PROMPT>
Pull out every line of the records below that contains the word "point".

Source records:

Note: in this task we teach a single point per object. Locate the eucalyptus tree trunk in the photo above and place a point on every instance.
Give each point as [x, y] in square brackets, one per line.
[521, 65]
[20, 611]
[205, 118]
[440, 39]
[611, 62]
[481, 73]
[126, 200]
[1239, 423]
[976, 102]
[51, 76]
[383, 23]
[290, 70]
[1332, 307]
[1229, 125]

RIGHT ANSWER>
Note: in this task we teach a single point per object. Locate the eucalyptus tree trunk in the photo above and place a point on every instance.
Give each point as [x, y] in square brackets, one per line.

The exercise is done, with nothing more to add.